%%

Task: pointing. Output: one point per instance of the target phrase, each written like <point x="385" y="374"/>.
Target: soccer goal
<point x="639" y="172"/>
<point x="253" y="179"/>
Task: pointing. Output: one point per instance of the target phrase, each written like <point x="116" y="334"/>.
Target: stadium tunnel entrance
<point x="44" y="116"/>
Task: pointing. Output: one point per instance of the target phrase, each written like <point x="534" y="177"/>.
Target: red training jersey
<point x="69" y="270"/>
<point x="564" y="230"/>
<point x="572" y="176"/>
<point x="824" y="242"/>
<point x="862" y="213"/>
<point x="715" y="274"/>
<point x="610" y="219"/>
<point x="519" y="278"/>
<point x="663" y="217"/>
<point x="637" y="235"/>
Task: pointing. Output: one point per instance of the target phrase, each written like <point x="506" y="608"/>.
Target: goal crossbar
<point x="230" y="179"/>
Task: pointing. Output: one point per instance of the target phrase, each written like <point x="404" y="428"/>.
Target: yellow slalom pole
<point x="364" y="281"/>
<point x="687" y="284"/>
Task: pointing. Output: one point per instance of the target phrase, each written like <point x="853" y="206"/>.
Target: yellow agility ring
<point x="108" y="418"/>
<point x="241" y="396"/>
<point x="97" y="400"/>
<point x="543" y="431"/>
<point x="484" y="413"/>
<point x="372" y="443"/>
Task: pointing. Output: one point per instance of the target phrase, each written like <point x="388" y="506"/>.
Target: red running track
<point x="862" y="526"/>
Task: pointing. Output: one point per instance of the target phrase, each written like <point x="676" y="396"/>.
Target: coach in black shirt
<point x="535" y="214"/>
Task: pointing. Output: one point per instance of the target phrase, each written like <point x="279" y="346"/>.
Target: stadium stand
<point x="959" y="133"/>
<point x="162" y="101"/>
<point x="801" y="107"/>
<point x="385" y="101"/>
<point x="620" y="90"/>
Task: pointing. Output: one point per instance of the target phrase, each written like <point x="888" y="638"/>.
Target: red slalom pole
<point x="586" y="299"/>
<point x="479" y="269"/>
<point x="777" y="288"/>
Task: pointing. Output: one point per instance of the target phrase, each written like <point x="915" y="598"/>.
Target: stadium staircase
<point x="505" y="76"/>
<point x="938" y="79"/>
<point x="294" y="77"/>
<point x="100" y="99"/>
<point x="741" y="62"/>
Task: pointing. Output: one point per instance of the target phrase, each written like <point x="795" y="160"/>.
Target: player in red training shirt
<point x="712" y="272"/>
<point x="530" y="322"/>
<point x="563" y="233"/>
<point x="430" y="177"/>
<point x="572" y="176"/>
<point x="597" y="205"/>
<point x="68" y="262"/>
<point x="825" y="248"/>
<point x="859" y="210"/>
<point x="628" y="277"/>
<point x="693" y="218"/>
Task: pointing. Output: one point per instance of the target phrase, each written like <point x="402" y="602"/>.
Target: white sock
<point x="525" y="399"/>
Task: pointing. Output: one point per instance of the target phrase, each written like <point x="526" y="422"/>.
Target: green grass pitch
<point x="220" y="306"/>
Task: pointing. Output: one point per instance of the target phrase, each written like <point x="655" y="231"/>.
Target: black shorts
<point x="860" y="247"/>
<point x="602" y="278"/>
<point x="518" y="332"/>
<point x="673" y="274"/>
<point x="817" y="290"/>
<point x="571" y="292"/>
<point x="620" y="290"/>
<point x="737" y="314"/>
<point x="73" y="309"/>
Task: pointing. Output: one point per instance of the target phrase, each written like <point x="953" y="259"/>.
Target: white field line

%%

● Required work:
Select each line of the listing above that contains the word "slalom", and copy those lines out.

● The reply:
Target: yellow slalom pole
Target: red slalom pole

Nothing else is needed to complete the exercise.